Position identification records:
*****

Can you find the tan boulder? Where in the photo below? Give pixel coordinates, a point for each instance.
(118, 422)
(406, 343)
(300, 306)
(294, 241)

*****

SHORT EXERCISE:
Convert the listing above into a JSON list of strings, with one string per line and blank lines omitted.

CORRECT OUTPUT:
[
  "Can you find the tan boulder? Where in the photo below? Give pixel coordinates, a point for each instance.",
  "(118, 422)",
  "(406, 343)",
  "(300, 306)",
  "(294, 241)"
]